All of the records below are to be output exactly; no image belongs in the result.

(Entries taken from a collection)
--------------------------------------------------

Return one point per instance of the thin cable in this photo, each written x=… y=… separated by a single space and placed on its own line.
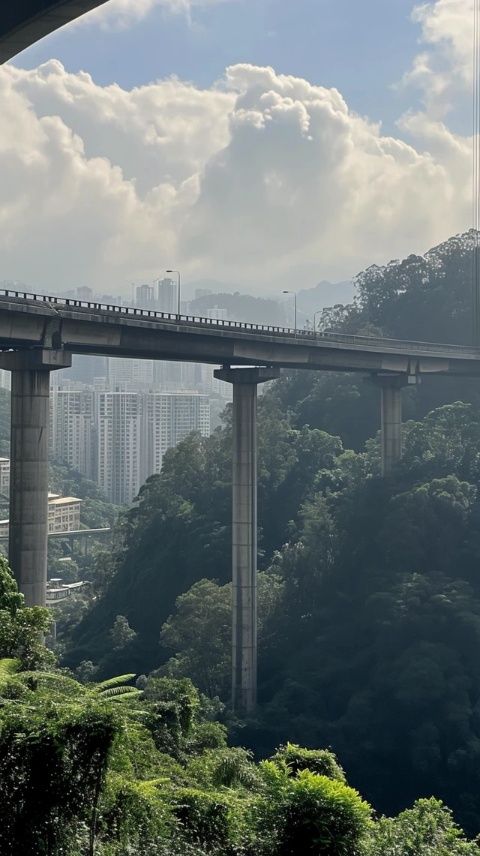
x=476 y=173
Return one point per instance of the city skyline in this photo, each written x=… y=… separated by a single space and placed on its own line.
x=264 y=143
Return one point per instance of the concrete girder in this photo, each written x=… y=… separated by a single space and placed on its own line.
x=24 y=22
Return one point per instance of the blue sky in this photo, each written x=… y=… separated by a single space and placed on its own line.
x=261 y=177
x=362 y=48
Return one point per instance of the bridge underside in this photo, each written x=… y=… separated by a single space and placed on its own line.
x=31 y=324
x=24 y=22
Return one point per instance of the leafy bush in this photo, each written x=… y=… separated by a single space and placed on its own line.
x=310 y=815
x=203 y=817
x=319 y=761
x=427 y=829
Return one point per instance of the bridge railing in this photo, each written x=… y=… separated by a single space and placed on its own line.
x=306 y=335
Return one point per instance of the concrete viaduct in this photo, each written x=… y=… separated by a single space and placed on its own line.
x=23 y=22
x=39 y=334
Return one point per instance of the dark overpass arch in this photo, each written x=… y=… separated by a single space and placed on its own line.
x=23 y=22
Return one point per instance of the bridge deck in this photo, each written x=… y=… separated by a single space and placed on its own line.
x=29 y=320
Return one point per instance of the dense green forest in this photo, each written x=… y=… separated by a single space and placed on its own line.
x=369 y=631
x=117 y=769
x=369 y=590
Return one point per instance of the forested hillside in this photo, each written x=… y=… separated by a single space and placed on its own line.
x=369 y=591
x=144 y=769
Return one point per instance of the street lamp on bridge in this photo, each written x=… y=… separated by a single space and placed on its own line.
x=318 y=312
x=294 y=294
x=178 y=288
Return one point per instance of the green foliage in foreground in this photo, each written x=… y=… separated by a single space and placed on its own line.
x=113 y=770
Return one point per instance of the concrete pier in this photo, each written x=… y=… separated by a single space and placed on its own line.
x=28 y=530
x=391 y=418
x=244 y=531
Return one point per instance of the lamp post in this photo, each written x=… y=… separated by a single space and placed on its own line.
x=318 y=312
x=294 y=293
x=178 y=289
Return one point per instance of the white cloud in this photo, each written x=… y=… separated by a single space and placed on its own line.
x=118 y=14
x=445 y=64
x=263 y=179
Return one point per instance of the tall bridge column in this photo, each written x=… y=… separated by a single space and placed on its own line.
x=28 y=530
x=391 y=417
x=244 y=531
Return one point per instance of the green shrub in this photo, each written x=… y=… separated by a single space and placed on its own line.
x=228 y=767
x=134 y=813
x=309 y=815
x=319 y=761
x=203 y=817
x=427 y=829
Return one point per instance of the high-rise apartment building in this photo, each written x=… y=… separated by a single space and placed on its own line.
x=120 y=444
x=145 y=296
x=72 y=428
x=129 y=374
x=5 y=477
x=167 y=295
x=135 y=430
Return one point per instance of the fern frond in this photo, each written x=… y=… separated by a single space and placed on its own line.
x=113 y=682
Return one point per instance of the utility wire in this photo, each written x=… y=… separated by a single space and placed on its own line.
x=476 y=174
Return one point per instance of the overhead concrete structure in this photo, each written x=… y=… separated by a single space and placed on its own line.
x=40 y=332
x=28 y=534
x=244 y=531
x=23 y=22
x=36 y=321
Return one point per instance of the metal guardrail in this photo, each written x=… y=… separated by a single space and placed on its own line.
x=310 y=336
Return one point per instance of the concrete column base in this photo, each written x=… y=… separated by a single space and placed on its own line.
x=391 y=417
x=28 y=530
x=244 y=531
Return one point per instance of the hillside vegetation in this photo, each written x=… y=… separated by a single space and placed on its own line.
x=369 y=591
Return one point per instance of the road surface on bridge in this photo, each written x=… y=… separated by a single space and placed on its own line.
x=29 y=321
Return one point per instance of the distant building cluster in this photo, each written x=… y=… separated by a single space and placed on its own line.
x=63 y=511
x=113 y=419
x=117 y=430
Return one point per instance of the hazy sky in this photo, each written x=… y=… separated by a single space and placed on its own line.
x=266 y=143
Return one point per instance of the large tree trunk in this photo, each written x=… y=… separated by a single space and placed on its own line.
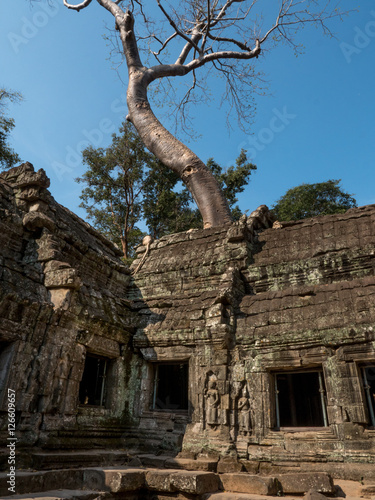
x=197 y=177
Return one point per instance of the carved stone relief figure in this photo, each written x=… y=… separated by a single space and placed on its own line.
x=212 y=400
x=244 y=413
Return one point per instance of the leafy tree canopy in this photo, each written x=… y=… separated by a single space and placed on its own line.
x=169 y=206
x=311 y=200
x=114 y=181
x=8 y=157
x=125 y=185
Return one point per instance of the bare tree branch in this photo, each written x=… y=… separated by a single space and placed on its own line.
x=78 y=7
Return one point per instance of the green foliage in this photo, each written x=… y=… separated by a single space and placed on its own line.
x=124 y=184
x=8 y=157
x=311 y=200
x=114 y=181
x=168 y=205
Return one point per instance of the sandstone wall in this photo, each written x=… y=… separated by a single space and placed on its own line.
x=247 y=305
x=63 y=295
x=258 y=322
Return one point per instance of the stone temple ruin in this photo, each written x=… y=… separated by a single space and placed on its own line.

--------------------------------------------------

» **Your response**:
Return one point per instance of the thin cable in this photo, each written x=… y=… separated by a single space and placed on its own line.
x=476 y=173
Return one point per instance of the city skyline in this photo, each written x=… y=… separated by a single space and placed on its own line.
x=264 y=143
Return one point per instance of the concrete girder in this photo, each written x=… y=… separated by a single space and placed on its own line.
x=24 y=22
Return one point per instance of the blue sky in this photo, each written x=… y=… separated by a single space and placed on its own line.
x=261 y=177
x=362 y=48
Return one point per instance of the bridge underside in this photo, each written x=… y=… separated by a single space and placed on its own line.
x=31 y=324
x=24 y=22
Return one point per instance of the leafy bush in this photo, each written x=… y=… separated by a single space and placed on its own line.
x=310 y=815
x=203 y=817
x=319 y=761
x=427 y=829
Return one point per instance of the bridge railing in this photo, each written x=… y=… separated by a single space and placed on its own line.
x=306 y=335
Return one point per instance of the concrete viaduct in this photo, each written x=… y=… separated by a single space and placed on its own line.
x=23 y=22
x=39 y=334
Return one point per instance of the dark overpass arch in this photo, each written x=… y=… separated by a single space and placed on its own line.
x=23 y=22
Return one point per instance of the bridge deck in this photo, each written x=… y=… separated by a single space and placed on its own line.
x=29 y=320
Return one point per instance of the dense green forest in this photo, each written x=… y=… separated by a single space and placed on its own line.
x=369 y=631
x=117 y=769
x=369 y=590
Return one point per instance of the forested hillside in this photo, each written x=… y=… separated by a single space and placed on its own line.
x=369 y=591
x=144 y=769
Return one point per instance of the street lamp on bridge in this photo, each written x=… y=… separated by a single space and placed on its own line.
x=318 y=312
x=294 y=294
x=178 y=288
Return one point per instance of the green foliage in foreground in this photo, each written x=… y=… separated by a single space and placed on its own line.
x=113 y=770
Return one point per instance of the concrete pier in this photo, each written x=… y=… separated by a single space and placed on its own line.
x=28 y=530
x=391 y=418
x=244 y=531
Return one point per instance of the lamp post in this photo, each written x=… y=… separated by a single space and placed on its own line.
x=318 y=312
x=294 y=293
x=178 y=289
Return one point per instance of the white cloud in this photo, each written x=… y=… separated by a single space and placed on its own line.
x=118 y=14
x=445 y=64
x=263 y=179
Return one point per instance of the tall bridge column in this photo, each written x=… y=… separated by a single space and placed on its own line.
x=28 y=530
x=391 y=417
x=244 y=531
Return one point per instance of the green shrub in this photo, each written x=… y=… separated by a single space and placed on its own line.
x=228 y=767
x=134 y=813
x=309 y=815
x=319 y=761
x=203 y=817
x=427 y=829
Return one point per instance of the high-rise apartment building in this photo, each written x=… y=… separated by a single space and placed on its own line.
x=120 y=444
x=145 y=296
x=72 y=428
x=129 y=374
x=5 y=477
x=167 y=295
x=135 y=430
Return one point per instance of the fern frond in this photo, each written x=… y=… separated by a single space and placed on its own line.
x=113 y=682
Return one point per instance of the utility wire in this photo, each written x=… y=… separated by a single space and placed on its own line.
x=476 y=174
Return one point per instance of the overhead concrete structure in this photo, each written x=… y=… separated by a single space and placed on its own line.
x=40 y=332
x=28 y=534
x=244 y=531
x=23 y=22
x=36 y=321
Return one point per instance of the metal guardrail in this photo, each written x=… y=… separated by a single space and placed on its own line.
x=310 y=336
Return one point per instance of the concrete column base in this photo, each written x=… y=… separated by a single space and placed on its own line.
x=391 y=417
x=28 y=530
x=244 y=531
Return one point per instance of the hillside vegetation in this photo, each written x=… y=… separated by a single space and placed on its own line.
x=369 y=591
Return one point per instance of the road surface on bridge in this photo, each written x=… y=… separated by a single space and placed on its own line.
x=29 y=321
Return one point per instance of the distant building cluster in this photo, each written x=… y=… separated by a single space and placed on its own line.
x=63 y=511
x=113 y=419
x=117 y=430
Return one point per instance of the hazy sky in this photo, each written x=… y=… separated by a single space and placed on its own line.
x=266 y=143
Return one point per instance of the large tree trunk in this photo, each written x=… y=… separated by a single space and placed on its own line.
x=197 y=177
Return one point per instance of the carved stone relief figure in this photo, each written x=… y=… separated by a single space and placed on its own line.
x=212 y=400
x=244 y=413
Return one point per instance of the leafy tree canopy in this photo, each written x=… y=… separated by a single space and placed on its own line.
x=169 y=206
x=311 y=200
x=114 y=181
x=8 y=157
x=125 y=185
Return one point per instance of the bare tree branch in this photo, each written x=… y=… separated by a single space and placed on its own line.
x=78 y=7
Return one point per instance of the green foliage in this photo, each written x=… y=… separated by a single space and placed on its own line.
x=124 y=184
x=8 y=157
x=311 y=200
x=114 y=181
x=168 y=205
Return one point per instance of the sandstone wall in this photo, each written x=… y=… separated by a single space and placed on its own line.
x=247 y=305
x=63 y=295
x=258 y=322
Return one point per instance of the stone temple ruin in this photo, each written x=… y=… separated by a single space and placed on its own line.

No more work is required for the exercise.